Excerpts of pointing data
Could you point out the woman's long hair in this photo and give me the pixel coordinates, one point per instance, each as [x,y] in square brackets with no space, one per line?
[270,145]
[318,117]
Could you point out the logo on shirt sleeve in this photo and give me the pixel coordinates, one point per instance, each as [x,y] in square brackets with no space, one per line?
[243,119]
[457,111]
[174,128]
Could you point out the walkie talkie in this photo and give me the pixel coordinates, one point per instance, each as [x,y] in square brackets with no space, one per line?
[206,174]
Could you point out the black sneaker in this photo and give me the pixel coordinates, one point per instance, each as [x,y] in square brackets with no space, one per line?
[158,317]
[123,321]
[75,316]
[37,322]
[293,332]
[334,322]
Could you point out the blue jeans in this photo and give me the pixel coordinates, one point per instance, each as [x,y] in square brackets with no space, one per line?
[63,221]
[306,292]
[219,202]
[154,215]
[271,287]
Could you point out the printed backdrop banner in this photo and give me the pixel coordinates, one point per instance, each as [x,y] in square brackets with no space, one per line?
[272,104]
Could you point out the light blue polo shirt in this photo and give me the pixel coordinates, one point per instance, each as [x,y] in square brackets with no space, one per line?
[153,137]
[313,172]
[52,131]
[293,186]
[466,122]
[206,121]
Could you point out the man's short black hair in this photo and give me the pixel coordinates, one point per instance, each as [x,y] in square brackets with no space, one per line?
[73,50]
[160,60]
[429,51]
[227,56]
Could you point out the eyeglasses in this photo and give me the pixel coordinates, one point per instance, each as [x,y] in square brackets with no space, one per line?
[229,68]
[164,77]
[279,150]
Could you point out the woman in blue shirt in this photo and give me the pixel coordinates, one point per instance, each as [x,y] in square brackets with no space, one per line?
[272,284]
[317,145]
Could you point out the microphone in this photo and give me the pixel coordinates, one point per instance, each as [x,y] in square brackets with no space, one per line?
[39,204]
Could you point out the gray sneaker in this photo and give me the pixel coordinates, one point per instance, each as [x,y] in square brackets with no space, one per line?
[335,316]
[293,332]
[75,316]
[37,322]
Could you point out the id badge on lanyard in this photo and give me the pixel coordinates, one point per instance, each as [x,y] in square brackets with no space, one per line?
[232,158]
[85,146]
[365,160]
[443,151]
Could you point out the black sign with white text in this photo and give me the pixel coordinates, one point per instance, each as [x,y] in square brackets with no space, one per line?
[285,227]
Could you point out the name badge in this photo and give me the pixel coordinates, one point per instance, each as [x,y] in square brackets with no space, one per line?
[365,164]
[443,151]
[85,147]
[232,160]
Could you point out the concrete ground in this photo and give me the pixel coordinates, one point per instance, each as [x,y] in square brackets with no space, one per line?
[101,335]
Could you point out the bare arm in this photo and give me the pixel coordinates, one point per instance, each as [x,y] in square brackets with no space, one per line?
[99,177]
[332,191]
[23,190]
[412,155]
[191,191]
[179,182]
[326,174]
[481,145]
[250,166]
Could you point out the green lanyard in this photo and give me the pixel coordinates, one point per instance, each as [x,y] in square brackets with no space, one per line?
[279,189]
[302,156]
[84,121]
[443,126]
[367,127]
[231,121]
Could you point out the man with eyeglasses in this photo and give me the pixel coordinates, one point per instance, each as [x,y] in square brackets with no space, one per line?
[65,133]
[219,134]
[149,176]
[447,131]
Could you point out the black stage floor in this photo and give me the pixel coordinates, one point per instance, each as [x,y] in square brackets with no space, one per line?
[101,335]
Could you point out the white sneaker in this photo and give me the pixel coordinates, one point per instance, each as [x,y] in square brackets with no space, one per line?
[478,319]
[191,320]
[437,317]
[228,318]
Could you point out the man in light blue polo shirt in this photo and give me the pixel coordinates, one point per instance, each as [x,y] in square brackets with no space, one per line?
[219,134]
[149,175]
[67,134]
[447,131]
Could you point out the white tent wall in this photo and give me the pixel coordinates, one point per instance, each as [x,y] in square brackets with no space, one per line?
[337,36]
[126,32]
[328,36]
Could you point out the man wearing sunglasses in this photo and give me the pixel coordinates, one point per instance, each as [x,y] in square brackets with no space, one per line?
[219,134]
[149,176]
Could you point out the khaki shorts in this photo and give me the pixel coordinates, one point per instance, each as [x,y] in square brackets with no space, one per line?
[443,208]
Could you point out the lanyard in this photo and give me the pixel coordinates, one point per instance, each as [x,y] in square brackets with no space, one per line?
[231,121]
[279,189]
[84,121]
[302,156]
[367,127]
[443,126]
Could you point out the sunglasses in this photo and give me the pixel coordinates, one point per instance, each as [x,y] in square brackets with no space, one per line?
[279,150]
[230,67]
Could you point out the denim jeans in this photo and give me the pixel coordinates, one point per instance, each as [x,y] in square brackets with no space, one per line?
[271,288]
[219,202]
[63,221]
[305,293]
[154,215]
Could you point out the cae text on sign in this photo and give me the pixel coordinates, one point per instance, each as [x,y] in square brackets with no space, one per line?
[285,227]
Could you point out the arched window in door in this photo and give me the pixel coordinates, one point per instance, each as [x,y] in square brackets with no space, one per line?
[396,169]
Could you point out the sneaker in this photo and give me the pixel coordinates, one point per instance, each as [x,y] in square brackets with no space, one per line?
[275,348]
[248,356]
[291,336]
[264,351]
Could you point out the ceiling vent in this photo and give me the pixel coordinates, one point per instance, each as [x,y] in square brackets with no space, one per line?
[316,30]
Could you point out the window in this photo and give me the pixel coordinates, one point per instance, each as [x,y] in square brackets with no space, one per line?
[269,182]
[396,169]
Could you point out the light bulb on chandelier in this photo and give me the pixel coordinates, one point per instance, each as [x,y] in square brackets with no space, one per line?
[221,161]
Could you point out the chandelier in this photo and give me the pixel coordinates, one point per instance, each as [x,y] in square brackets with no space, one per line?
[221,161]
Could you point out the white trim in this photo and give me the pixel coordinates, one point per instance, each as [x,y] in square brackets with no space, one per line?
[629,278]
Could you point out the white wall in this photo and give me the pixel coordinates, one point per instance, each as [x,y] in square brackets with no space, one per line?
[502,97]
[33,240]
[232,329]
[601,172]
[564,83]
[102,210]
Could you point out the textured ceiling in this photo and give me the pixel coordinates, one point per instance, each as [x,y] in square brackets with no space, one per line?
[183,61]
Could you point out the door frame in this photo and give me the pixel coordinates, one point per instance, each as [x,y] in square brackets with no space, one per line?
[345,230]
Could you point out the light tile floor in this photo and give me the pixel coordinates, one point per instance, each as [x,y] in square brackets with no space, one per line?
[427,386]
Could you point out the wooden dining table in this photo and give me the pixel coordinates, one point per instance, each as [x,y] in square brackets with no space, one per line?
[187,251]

- [EXERCISE OBJECTIVE]: Word for word, write out all of the data above.

- [REPLY]:
Could you point out the woman's long hair in this photo and give me the pixel coordinates, one point per instance, each as [x,y] in square brackets with no space, one per line?
[270,145]
[318,117]
Could you point out the logo on shirt sleeve in this photo and give me the pixel coordinates, one point per instance, each as [x,y] in square brackets with no space, one per line?
[243,119]
[457,111]
[174,128]
Could you point out the walkie talkie in this photo and give me the pixel coordinates, one point per instance, each as [x,y] in square brackets with no space, one per line?
[206,174]
Could you point out the black sneaker in this photo and give me the pixel coordinates, one point per instance, each as [x,y] in square brackets with no space, one per line?
[158,317]
[123,321]
[75,316]
[37,322]
[293,332]
[334,322]
Could you point out the blue jeans in this photo and give me the pixel coordinates, one point per instance, each as [x,y] in square brackets with no space, one per line?
[63,221]
[306,292]
[219,202]
[154,215]
[271,287]
Could you point out the printed backdrop banner in this photo and give me the pixel coordinates, one point per instance, each as [x,y] in square brackets with no space, one per line?
[272,104]
Could you point out the light blue polo shirt in this photo and give me the pixel coordinates, one point per instance, each as [x,y] in square brackets with no space, one per line?
[153,137]
[313,172]
[52,131]
[293,186]
[466,122]
[206,121]
Could you point out the man's short black hair in this photo and give me the pixel coordinates, one point per instance, each as [x,y] in square brackets with no space, one per line?
[73,50]
[160,60]
[429,51]
[227,56]
Could you point out the eyeglasses in this photo and give me the pixel coordinates, one point per instance, each as [x,y] in square brackets with no space, one per line?
[229,68]
[164,77]
[279,150]
Could you point out the woman in blue shirt in this photo and give me the pixel coordinates, one point per instance, each as [x,y] in square brackets with no space, one per line?
[272,284]
[317,145]
Could you point out the microphone in this photo and give me the pixel coordinates, one point per instance, each as [x,y] in square brackets with no space, one per line?
[39,204]
Could you point out the gray sneaker in this photo and give me the pixel coordinates, one point per instance, each as [x,y] in square brackets with no space, one per line?
[335,316]
[293,332]
[75,316]
[37,322]
Could you point out the id badge on lanyard in this photo and give me the pixel coordinates, one point per instance, each as [x,y] in square brackets with no space, one per line?
[232,158]
[85,146]
[365,160]
[443,151]
Could you point out the black sign with white text in this photo and give me the pixel coordinates, one point per instance, each as [x,y] in square brackets with no space, one per line?
[285,227]
Could you point out the name badge in this photo and give me the pixel coordinates, one point per instance, each as [x,y] in square brackets with no space, one per line?
[365,164]
[443,151]
[85,147]
[232,160]
Could you point out the concrete ground in this photo and give me the pixel coordinates, one point per instance, each as [x,y] in square brackets with no space, one per line?
[101,335]
Could you point out the bare arm in this photo and give me the pixel coordinates, one point per instance, each as [x,y] in square brackets with no space, one per line?
[99,177]
[332,191]
[23,190]
[412,155]
[191,191]
[179,182]
[326,174]
[481,145]
[250,166]
Could you point out the green lanyard in this photo and give me the pixel coordinates, one point per instance, each as [x,y] in square brackets with no space, one per line?
[279,189]
[302,156]
[84,121]
[443,126]
[367,127]
[231,121]
Could you point out the man with eyeglasses in this photo and give me the pixel coordinates, one point per instance, each as [x,y] in square brackets with no space, one per line?
[65,133]
[219,134]
[149,176]
[447,131]
Could you point out the black stage floor in this photo and give me the pixel coordinates, one point per instance, each as [x,y] in square brackets with no space, one per line?
[101,335]
Could you point out the white sneaker in this photo and give me the pixel coordinates, one point per instance, each as [x,y] in square brackets with no space, one per line?
[478,319]
[191,320]
[437,317]
[228,318]
Could you point out the man in light blue polo shirt in this photo and give me the pixel coordinates, one point per instance, each as [x,y] in square brackets with no space, one per line?
[219,134]
[149,175]
[67,134]
[447,131]
Could you point out the white tent wall in this photo and give me the pixel coordinates, one point per instance, each as [x,y] in square brackets with no space, one per line?
[337,36]
[126,32]
[328,36]
Could you point out the man wearing sunglasses in this photo and give me the pixel coordinates, one point per instance, each as [x,y] in square brackets with no space, one per line?
[219,134]
[149,176]
Could you point out the khaki shorts in this photo and give me the pixel coordinates, one point per instance, each as [x,y] in square brackets with no space, one per line?
[443,208]
Could you point out the lanyard in this photo and give me the pixel coordinates, one point per instance, each as [x,y] in square brackets with no space, one per line?
[231,121]
[279,189]
[84,121]
[302,156]
[367,127]
[443,126]
Could you point out the sunglasses in this photo and give me the pixel coordinates, one point per instance, each as [x,y] in square brackets with no space, one per line?
[279,150]
[230,67]
Could you point out the denim jeans in this photo and give me the pixel coordinates, one point per instance, each as [x,y] in square brackets with no space, one per line?
[271,288]
[219,202]
[63,221]
[305,293]
[154,215]
Could you point out the cae text on sign in this photo and give me the pixel coordinates, one point per instance, each as [x,y] in square brackets with no space, one per line?
[285,227]
Could you point out the arched window in door in this photo and give me the pixel coordinates, one point per instance, each as [x,y] in square brackets with no space, one per line?
[396,169]
Could you point out the sneaker in this photo and give me the pixel coordinates, one point per instance, each as [x,y] in square brackets with no space, one per line?
[275,348]
[248,356]
[291,336]
[264,351]
Could you point out the ceiling vent in this photo and give me the pixel coordinates, one point per instance, each as [x,y] in square brackets with no space, one per line?
[316,30]
Could you point out the window in this photo and give me the pixel coordinates, one point per instance, each as [x,y] in square brackets with no space, one per line?
[269,182]
[396,169]
Could you point out the light bulb on chandelier in this photo and give me the pixel coordinates, one point per instance, each as [x,y] in square brackets with no space, one per line?
[221,161]
Could you point out the chandelier in this photo and give me the pixel coordinates, one point per instance, each as [x,y] in square brackets with no space, one per line?
[221,161]
Could you point out the white trim in this photo and give me the pixel coordinates, one point per instance, each as [x,y] in square brackets with no space, one per line?
[629,278]
Could you point out the white wall in this photo and give me the pixel coordinates, one point per instance, each as [x,y] in square brackets with no space, one per line?
[502,97]
[33,240]
[232,329]
[601,172]
[564,83]
[102,210]
Could you point out the textured ceiling in this photo and give me the pixel coordinates, one point per instance, each as [x,y] in square brackets with no space, one per line?
[183,61]
Could you point out the door frame in this photo and give me the pixel coordinates, one point per instance, each as [x,y] in square brackets with no space, one per line?
[345,230]
Could you point out the light tile floor in this photo and give me the pixel coordinates, one point per instance, each as [x,y] in square brackets with no space, one per line?
[427,386]
Could you point out the wooden dining table in this photo and give me the pixel coordinates, one point per instance, each as [x,y] in square brackets with no space, one per line?
[187,251]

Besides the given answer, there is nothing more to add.